[EXTRACTED MATERIAL]:
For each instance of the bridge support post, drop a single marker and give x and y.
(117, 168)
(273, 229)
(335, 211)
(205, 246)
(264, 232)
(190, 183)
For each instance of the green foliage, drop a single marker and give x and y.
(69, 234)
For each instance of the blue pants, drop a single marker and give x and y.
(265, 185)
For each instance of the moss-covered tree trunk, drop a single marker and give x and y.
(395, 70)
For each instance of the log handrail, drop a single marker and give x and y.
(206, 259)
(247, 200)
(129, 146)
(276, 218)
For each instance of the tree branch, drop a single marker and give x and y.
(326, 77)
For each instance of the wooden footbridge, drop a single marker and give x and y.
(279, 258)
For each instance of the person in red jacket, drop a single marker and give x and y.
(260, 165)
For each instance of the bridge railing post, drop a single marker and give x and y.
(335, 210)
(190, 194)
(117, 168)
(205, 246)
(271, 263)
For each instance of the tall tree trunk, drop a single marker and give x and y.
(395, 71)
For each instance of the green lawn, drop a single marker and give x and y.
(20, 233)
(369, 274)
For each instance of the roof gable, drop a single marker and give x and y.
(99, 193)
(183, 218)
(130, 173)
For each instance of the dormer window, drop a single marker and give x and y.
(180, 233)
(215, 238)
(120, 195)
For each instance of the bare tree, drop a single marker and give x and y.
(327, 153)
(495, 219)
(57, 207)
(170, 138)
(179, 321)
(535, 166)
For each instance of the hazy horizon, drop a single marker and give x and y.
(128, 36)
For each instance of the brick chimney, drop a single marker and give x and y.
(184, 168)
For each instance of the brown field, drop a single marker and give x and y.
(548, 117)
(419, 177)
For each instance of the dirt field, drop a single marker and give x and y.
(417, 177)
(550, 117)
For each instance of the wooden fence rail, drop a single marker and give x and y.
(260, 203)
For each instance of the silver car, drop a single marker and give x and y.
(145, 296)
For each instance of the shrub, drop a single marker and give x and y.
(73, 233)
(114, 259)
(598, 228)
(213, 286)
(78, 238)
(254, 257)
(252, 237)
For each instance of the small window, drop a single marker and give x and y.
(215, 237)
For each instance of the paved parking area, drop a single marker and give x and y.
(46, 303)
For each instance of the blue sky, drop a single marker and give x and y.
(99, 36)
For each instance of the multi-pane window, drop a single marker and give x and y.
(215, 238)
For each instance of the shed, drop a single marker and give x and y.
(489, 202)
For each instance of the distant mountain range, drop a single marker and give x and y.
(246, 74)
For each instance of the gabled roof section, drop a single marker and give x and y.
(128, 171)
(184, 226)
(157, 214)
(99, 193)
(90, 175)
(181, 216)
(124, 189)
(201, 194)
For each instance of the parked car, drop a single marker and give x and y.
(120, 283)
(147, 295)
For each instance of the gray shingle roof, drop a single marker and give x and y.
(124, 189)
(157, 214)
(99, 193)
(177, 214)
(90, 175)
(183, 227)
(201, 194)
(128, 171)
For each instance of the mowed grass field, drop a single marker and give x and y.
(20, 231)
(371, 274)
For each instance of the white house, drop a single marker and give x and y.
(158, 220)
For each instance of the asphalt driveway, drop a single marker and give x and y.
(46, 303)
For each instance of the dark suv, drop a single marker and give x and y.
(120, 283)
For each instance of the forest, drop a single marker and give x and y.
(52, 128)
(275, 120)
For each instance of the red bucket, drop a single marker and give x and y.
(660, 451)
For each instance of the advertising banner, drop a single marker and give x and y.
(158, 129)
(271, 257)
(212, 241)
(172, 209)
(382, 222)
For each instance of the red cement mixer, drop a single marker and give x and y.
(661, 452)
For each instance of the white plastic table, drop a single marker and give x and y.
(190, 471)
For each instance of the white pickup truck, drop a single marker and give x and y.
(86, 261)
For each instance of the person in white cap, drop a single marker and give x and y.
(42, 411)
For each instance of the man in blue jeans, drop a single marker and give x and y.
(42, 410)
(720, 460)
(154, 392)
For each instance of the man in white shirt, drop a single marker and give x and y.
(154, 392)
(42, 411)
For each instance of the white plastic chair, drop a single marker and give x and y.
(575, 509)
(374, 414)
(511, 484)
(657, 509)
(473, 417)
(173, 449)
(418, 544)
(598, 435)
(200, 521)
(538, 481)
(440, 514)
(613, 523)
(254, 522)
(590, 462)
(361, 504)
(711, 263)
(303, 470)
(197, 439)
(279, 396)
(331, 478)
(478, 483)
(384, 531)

[GOAL]:
Extract the complete set of records unchanged.

[FULL OUTPUT]:
For each instance of the bridge support post, drop a single marker and give x and y.
(117, 168)
(273, 229)
(335, 211)
(205, 246)
(264, 232)
(190, 183)
For each instance of the green foliage, drop a single marker and give x and y.
(69, 234)
For each instance of the blue pants, drop a single marker and give x and y.
(265, 185)
For each instance of the moss-covered tree trunk, drop a single marker and give x and y.
(395, 70)
For each instance of the log handrail, drop a single marker and give x and y.
(206, 259)
(247, 200)
(129, 146)
(276, 218)
For each instance of the tree branch, drop a single marker and give x and y.
(326, 77)
For each instance of the wooden footbridge, drop a single marker and give x and y.
(279, 258)
For each instance of the person in red jacket, drop a single marker and give x and y.
(260, 165)
For each instance of the bridge railing post, drop a single marker and give x and y.
(335, 210)
(190, 194)
(117, 168)
(205, 246)
(271, 263)
For each instance of the tall tree trunk, drop a single marker and give x and y.
(395, 71)
For each instance of the green lawn, drop a single marker and give x and y.
(20, 233)
(369, 274)
For each instance of the roof gable, drop a single marker and give x and y.
(99, 193)
(183, 218)
(130, 173)
For each instance of the dormer window, drop a single marker and give x and y.
(180, 233)
(215, 238)
(120, 195)
For each instance of the bare tree, drop a single marker and give x and y.
(327, 153)
(495, 219)
(57, 207)
(170, 138)
(179, 321)
(535, 166)
For each instance of the hazy horizon, drop a single marker and give x and y.
(128, 36)
For each instance of the brick chimney, drop a single marker and give x and y.
(184, 168)
For each instance of the brown field, drop a single marker and give x and y.
(548, 117)
(419, 177)
For each instance of the dirt field, drop a single marker and give x and y.
(417, 177)
(550, 117)
For each instance of the wooden fence rail, drop a single marker and give x and y.
(260, 203)
For each instance of the silver car, drop a single marker and give x and y.
(145, 296)
For each instance of the shrub, drop a single marker and give x and y.
(73, 233)
(114, 259)
(598, 228)
(213, 286)
(78, 238)
(254, 257)
(252, 237)
For each instance of the small window, drop a single marker and give x and y.
(215, 237)
For each instance of the paved parking area, drop a single marker and give x and y.
(46, 303)
For each instance of the blue sky, drop a single marker and give x and y.
(99, 36)
For each instance of the multi-pane window, drop a single marker and give x and y.
(215, 238)
For each instance of the shed, drop a single marker and give x and y.
(489, 202)
For each instance of the distant mountain range, drop a single marker and give x and y.
(246, 74)
For each instance of the gabled roof section, drop a single marker and give x and y.
(128, 171)
(184, 226)
(157, 214)
(99, 193)
(90, 175)
(181, 216)
(124, 189)
(201, 194)
For each instance of the parked car, drop a single marker and give x and y.
(120, 283)
(147, 295)
For each instance of the gray shingle roof, drop a single marker and give x and y.
(124, 189)
(157, 214)
(99, 193)
(177, 214)
(90, 175)
(183, 227)
(201, 194)
(128, 171)
For each instance of the mowed grass field, drop a single marker and give x and y.
(20, 231)
(371, 274)
For each instance of the white house, drop a single marker and give x and y.
(158, 220)
For each instance of the asphalt driveway, drop a single marker and give x and y.
(46, 303)
For each instance of the dark suv, drop a single marker and give x and y.
(120, 283)
For each instance of the forest, drop a single marker and give x and y.
(52, 128)
(275, 120)
For each instance of the red bucket, drop a single marker and give x and y.
(660, 451)
For each instance of the advertising banner, drop a single marker and give x and y.
(158, 129)
(271, 257)
(212, 241)
(172, 209)
(382, 222)
For each instance of the red cement mixer, drop a single marker and give x and y.
(661, 452)
For each instance of the white plastic table, drop a single marker and give x and y.
(190, 471)
For each instance of the white pickup truck, drop a single marker and give x and y.
(86, 261)
For each instance of the person in white cap, drop a single marker and give x and y.
(42, 411)
For each instance of the man in blue jeans, drop a single marker and give x and y.
(42, 410)
(720, 460)
(154, 392)
For each instance of the man in white shirt, drop a single marker and give x and y.
(154, 392)
(42, 411)
For each instance of the white plastic chair, drop a single marker and give x and y.
(575, 509)
(374, 414)
(511, 484)
(657, 509)
(473, 417)
(173, 449)
(418, 544)
(598, 435)
(200, 521)
(538, 481)
(440, 514)
(613, 523)
(254, 522)
(590, 462)
(361, 504)
(711, 263)
(303, 470)
(197, 439)
(279, 396)
(331, 478)
(478, 483)
(384, 531)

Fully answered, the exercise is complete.